Problem description.
Return the data below, unchanged.

Excerpted records.
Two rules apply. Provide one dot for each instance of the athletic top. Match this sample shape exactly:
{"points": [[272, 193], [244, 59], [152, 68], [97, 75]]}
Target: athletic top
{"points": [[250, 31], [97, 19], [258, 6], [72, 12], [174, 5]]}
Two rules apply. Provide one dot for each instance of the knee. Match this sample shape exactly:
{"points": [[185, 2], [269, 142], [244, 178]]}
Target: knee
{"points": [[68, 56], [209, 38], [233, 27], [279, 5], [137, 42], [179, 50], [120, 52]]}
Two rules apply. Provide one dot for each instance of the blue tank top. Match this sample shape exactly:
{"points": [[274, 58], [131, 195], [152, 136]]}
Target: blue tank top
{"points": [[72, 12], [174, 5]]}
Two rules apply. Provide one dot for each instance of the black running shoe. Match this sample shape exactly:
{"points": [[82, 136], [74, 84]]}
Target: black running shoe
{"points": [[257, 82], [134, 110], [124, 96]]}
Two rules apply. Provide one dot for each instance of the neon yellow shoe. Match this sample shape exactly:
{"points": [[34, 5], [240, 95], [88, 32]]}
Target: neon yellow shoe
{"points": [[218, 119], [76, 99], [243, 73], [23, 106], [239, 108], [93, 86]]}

Response area.
Two rules apply. Provide one dot for each instance of the athletic top. Match this sample shape exactly:
{"points": [[272, 193], [244, 59], [152, 68], [97, 75]]}
Target: athletic top
{"points": [[250, 31], [97, 19], [258, 6], [72, 12], [174, 5]]}
Two rules apply. Provide one dot for each instance of the knee. Match this sample shape exactly:
{"points": [[185, 2], [269, 142], [244, 178]]}
Target: knee
{"points": [[68, 56], [209, 38], [233, 27], [279, 5], [137, 42], [179, 50], [120, 52]]}
Two rules apply. Provide one dot for each instance of the blue tank top. Match this sample shape exactly:
{"points": [[274, 58], [131, 195], [152, 136]]}
Target: blue tank top
{"points": [[72, 12], [174, 5]]}
Two rules apply. Provide one dot for each instance of the black running shoe. Match this sample shape exactly:
{"points": [[82, 136], [74, 84]]}
Target: black running shoe
{"points": [[257, 82], [134, 110], [124, 96]]}
Two rules apply. Provide one dot for each instance of the neon yellow shoe. Match this sample shape exactly:
{"points": [[34, 5], [240, 95], [88, 32]]}
Target: neon yellow shoe
{"points": [[218, 119], [76, 99], [243, 73], [23, 106], [239, 108], [93, 86]]}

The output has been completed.